Goal of the exercise
Pick out every line of the rows below that contains the word "positive", and copy each of those lines.

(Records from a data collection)
———
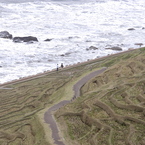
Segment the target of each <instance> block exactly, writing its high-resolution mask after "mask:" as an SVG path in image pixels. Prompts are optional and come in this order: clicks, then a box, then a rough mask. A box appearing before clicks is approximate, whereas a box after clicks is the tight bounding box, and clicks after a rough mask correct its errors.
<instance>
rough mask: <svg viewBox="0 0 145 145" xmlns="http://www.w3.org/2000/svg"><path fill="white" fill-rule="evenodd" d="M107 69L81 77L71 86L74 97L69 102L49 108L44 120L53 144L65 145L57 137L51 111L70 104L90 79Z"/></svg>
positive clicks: (45, 112)
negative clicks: (47, 127) (53, 140)
mask: <svg viewBox="0 0 145 145" xmlns="http://www.w3.org/2000/svg"><path fill="white" fill-rule="evenodd" d="M106 69H107V68H106V67H104V68H102V69H100V70H97V71H94V72H92V73H90V74H88V75H86V76H85V77H83V78H82V79H81V80H79V81H78V82H77V83H76V84H75V85H74V86H73V90H74V96H73V98H72V99H71V100H64V101H61V102H59V103H58V104H55V105H54V106H52V107H51V108H49V109H48V110H47V111H46V112H45V114H44V120H45V122H46V123H47V124H49V127H50V128H51V130H52V138H53V140H54V144H57V145H65V144H64V143H63V141H61V138H60V136H59V130H58V127H57V124H56V121H55V119H54V117H53V113H52V111H56V110H58V109H59V108H61V107H62V106H64V105H66V104H68V103H70V102H71V101H73V100H74V99H75V98H77V97H79V96H80V89H81V87H82V86H83V85H84V84H85V83H86V82H88V81H89V80H90V79H92V78H94V77H95V76H97V75H99V74H100V73H102V72H104V71H105V70H106Z"/></svg>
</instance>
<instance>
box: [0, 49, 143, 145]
mask: <svg viewBox="0 0 145 145" xmlns="http://www.w3.org/2000/svg"><path fill="white" fill-rule="evenodd" d="M102 67H108V69H107V70H106V71H105V72H104V73H103V74H101V75H99V76H98V77H96V78H94V79H92V80H90V81H89V82H88V83H86V84H85V85H84V86H83V87H82V88H81V92H80V94H81V95H80V97H79V98H77V99H75V100H73V101H72V102H71V103H70V104H68V105H66V106H64V107H63V108H61V109H59V110H58V111H57V112H56V113H55V117H56V120H57V121H58V126H59V130H60V133H61V137H63V138H64V142H65V144H66V145H96V144H99V145H107V144H109V145H116V144H117V145H121V144H123V145H125V144H130V145H133V144H136V145H141V144H145V136H144V134H145V121H144V120H145V117H144V115H145V111H144V110H145V94H144V93H145V48H142V49H138V50H134V51H131V52H126V53H123V54H119V55H113V56H109V57H104V58H101V59H98V60H93V61H88V62H86V63H83V64H78V65H75V66H72V67H66V68H64V69H62V70H59V71H58V72H57V71H54V72H48V73H46V74H44V75H42V76H38V77H35V78H30V79H27V80H25V81H21V82H17V83H10V84H7V85H5V86H4V88H2V87H0V145H52V144H53V143H52V139H51V131H50V129H48V125H46V123H45V122H44V118H43V117H44V113H45V111H46V110H47V109H48V108H50V107H51V106H53V105H54V104H57V103H58V102H60V101H62V100H70V99H71V98H72V97H73V85H74V84H75V83H76V82H77V81H78V80H80V79H81V78H82V77H83V76H85V75H86V74H88V73H90V72H92V71H95V70H97V69H100V68H102Z"/></svg>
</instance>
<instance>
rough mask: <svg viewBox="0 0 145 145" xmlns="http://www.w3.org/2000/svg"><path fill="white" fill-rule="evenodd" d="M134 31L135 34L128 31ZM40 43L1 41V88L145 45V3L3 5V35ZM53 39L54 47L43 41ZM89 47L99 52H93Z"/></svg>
mask: <svg viewBox="0 0 145 145" xmlns="http://www.w3.org/2000/svg"><path fill="white" fill-rule="evenodd" d="M130 28H133V30H128V29H130ZM1 31H8V32H9V33H10V34H12V35H13V37H17V36H19V37H24V36H34V37H37V39H38V42H34V43H15V42H13V40H11V39H4V38H0V84H3V83H5V82H9V81H12V80H17V79H20V78H23V77H27V76H31V75H35V74H38V73H42V72H44V71H49V70H52V69H56V67H57V64H58V65H59V66H60V64H61V63H63V64H64V66H67V65H73V64H77V63H79V62H84V61H88V60H90V59H95V58H99V57H102V56H107V55H109V54H114V53H118V52H120V51H116V50H111V49H106V48H111V47H121V48H122V51H126V50H128V49H138V48H139V47H140V46H139V45H136V43H142V46H144V44H145V0H0V32H1ZM46 39H50V40H51V41H44V40H46ZM90 46H94V47H96V49H89V48H90Z"/></svg>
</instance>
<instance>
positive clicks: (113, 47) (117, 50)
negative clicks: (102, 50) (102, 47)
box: [105, 46, 122, 51]
mask: <svg viewBox="0 0 145 145" xmlns="http://www.w3.org/2000/svg"><path fill="white" fill-rule="evenodd" d="M105 49H111V50H117V51H121V50H122V48H120V47H117V46H116V47H111V48H105Z"/></svg>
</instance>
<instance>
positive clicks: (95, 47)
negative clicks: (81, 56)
mask: <svg viewBox="0 0 145 145" xmlns="http://www.w3.org/2000/svg"><path fill="white" fill-rule="evenodd" d="M96 49H98V48H97V47H95V46H90V47H89V48H87V49H86V50H96Z"/></svg>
———
Answer box
positive clicks: (45, 112)
positive clicks: (113, 47) (117, 50)
positive clicks: (95, 47)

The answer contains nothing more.